[Coordinate annotation records]
========
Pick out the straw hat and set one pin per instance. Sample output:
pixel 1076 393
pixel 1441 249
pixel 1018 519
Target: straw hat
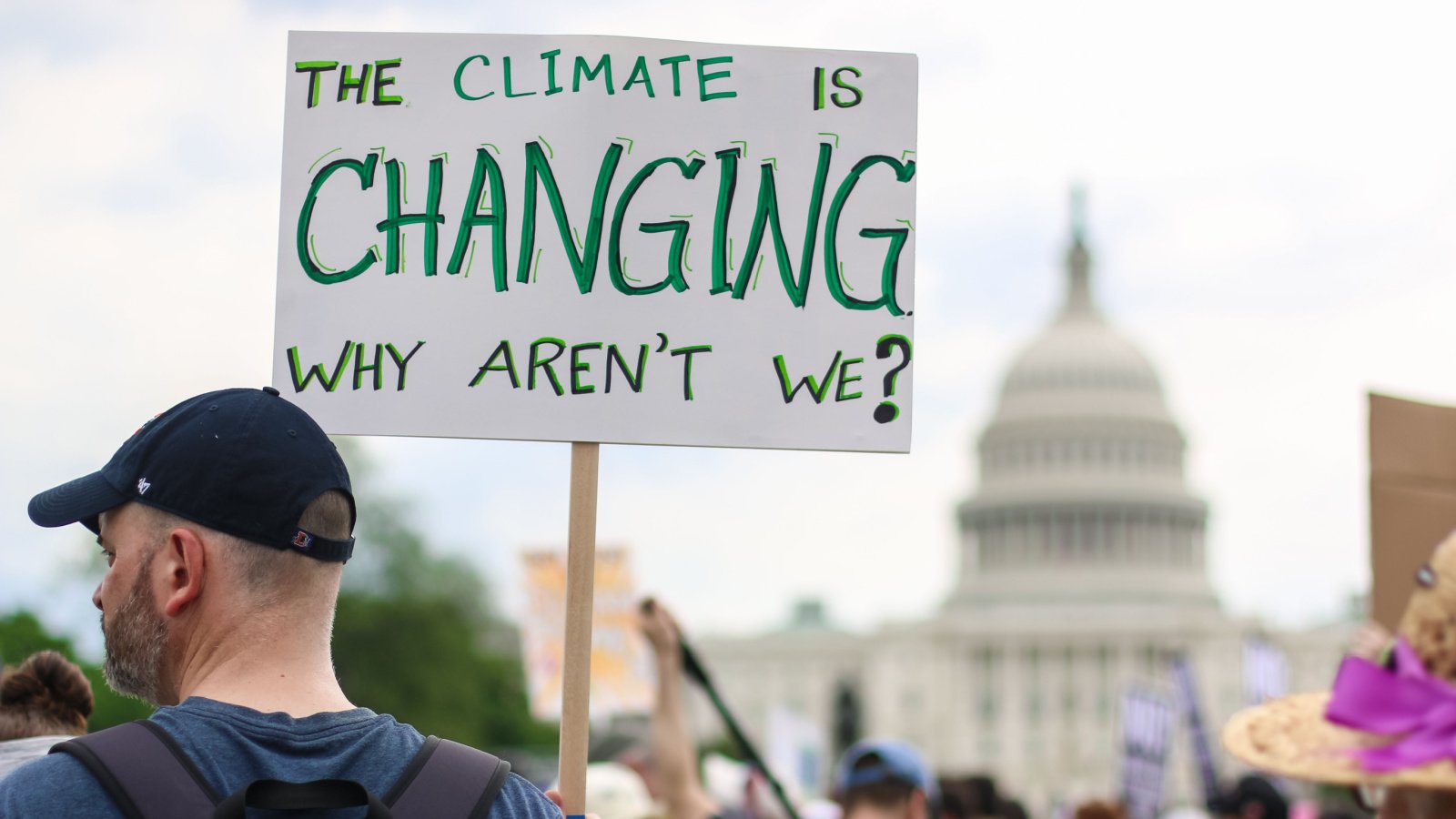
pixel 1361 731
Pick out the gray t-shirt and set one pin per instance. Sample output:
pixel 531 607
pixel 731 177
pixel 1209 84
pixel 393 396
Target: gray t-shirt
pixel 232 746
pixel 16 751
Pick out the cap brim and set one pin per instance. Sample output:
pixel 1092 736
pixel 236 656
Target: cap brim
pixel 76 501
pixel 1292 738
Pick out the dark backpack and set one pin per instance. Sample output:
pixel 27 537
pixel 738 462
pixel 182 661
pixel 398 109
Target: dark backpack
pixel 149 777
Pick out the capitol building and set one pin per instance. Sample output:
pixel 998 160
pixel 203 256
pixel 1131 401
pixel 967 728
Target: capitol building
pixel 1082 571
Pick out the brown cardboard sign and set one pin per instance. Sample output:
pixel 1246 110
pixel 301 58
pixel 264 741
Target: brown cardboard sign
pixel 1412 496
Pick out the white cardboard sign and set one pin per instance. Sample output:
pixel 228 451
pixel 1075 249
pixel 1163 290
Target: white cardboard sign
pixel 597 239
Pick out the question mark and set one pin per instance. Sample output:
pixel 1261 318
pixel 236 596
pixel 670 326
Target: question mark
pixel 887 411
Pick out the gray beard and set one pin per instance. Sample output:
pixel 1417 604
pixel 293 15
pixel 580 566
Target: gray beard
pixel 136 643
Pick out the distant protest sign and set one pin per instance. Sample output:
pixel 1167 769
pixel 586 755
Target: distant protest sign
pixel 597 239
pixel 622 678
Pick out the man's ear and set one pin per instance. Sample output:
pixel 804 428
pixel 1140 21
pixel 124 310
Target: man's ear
========
### WORK REQUIRED
Set down all the data again exactly as above, pictures excluded.

### SOLUTION BELOW
Pick out the straw hat and set one pin per instance. Sample output:
pixel 1076 393
pixel 1441 249
pixel 1018 519
Target: straw hat
pixel 1361 731
Pick out the gray t-shirt and set one pin per instance. Sample output:
pixel 531 607
pixel 731 177
pixel 1209 84
pixel 393 396
Target: gray t-shirt
pixel 232 746
pixel 16 751
Pick out the cap brim and set one pin per instance. Sample output:
pixel 1092 736
pixel 236 656
Target: cap brim
pixel 76 501
pixel 1292 738
Pick out the dark backpack and set one pin per instance. Sample output:
pixel 27 537
pixel 738 462
pixel 182 661
pixel 398 109
Target: dark backpack
pixel 149 777
Pick out the capitol building and set one pin per instance. Sample output:
pixel 998 160
pixel 203 256
pixel 1131 401
pixel 967 728
Target: capitol building
pixel 1082 571
Pick out the brown cardboard sign and set one pin per instance. Sample output:
pixel 1246 110
pixel 301 58
pixel 264 741
Target: brown cardboard sign
pixel 1412 496
Pick out the white cardboard sign and set one pin per instance. Sample output:
pixel 228 451
pixel 1075 249
pixel 1163 290
Target: white cardboard sign
pixel 597 239
Pick out the question mark and set one pin per instance. Sample output:
pixel 1261 318
pixel 236 596
pixel 670 326
Target: question mark
pixel 887 411
Pick out the gray beard and set one pin per instance. Sample output:
pixel 1417 604
pixel 293 15
pixel 580 566
Target: gray beard
pixel 136 643
Pick out the distant protest sign and set one pin per instance. Sample output:
pixel 1167 769
pixel 586 755
Target: distant protest sign
pixel 597 239
pixel 622 678
Pick out the man's ear and set one pin per instance. Sample output:
pixel 804 428
pixel 1140 21
pixel 124 310
Target: man's ear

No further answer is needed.